Retype all the entries word for word, but omit the pictures.

▼

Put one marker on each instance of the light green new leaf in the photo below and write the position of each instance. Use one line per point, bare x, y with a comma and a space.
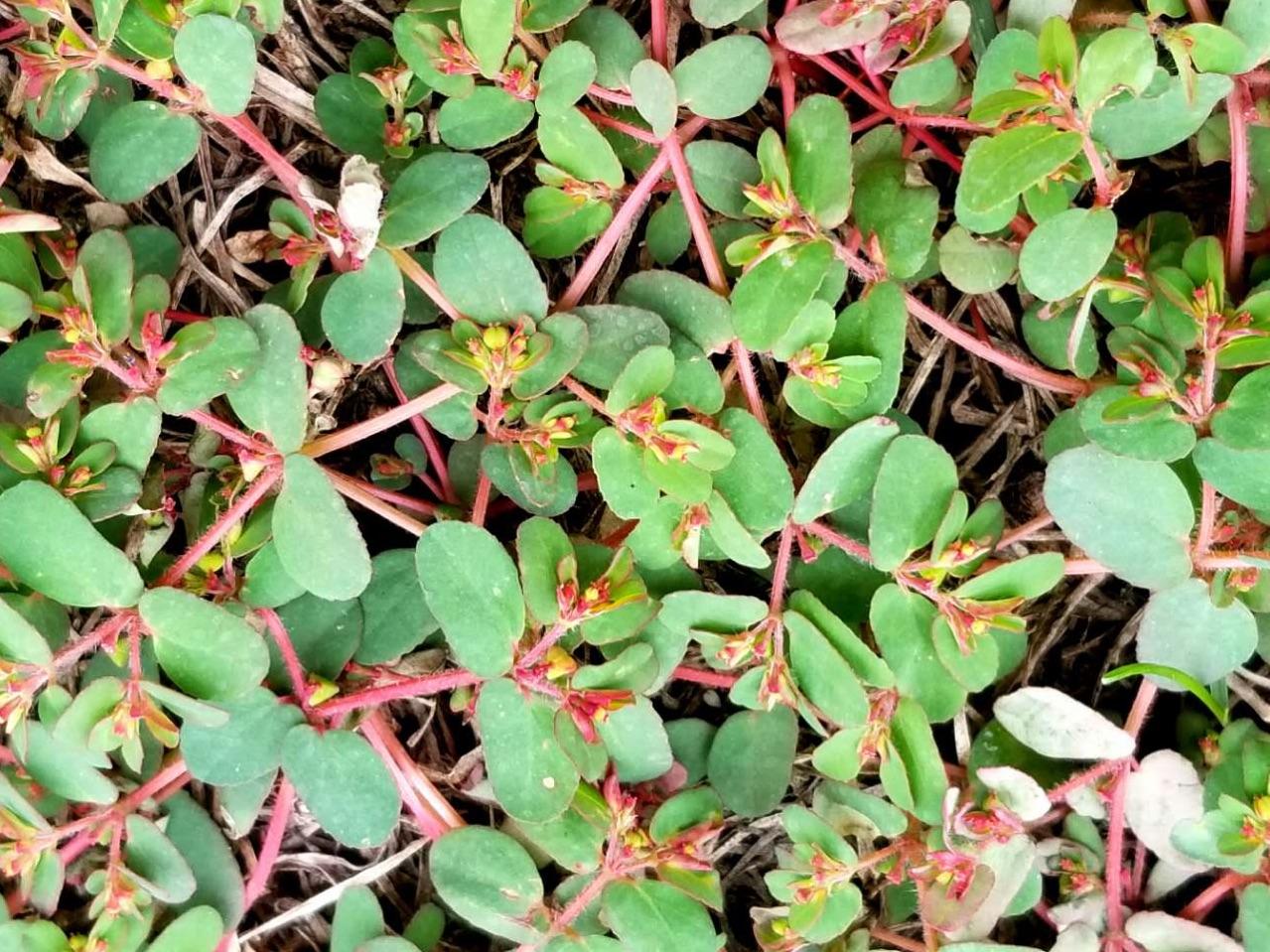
846, 470
818, 142
217, 56
345, 784
50, 546
273, 399
532, 777
318, 541
363, 310
1183, 628
487, 273
139, 146
431, 193
724, 77
105, 265
222, 353
484, 118
487, 30
1132, 127
473, 589
1119, 59
655, 98
1000, 168
1132, 515
771, 295
654, 916
915, 483
565, 76
208, 651
1066, 251
975, 265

▲

Exercise response:
Put one marker on each instance of the light green new leaf in the photo below and write the position of each instance. Use one line per point, bare x, y with a comma and a space.
846, 470
818, 142
217, 56
345, 784
50, 546
273, 399
532, 777
318, 541
363, 310
1183, 628
487, 273
139, 146
431, 193
724, 77
105, 265
222, 353
484, 118
487, 30
1132, 127
473, 589
1119, 59
655, 98
1000, 168
1132, 515
771, 295
654, 916
915, 483
565, 76
208, 651
1066, 251
975, 265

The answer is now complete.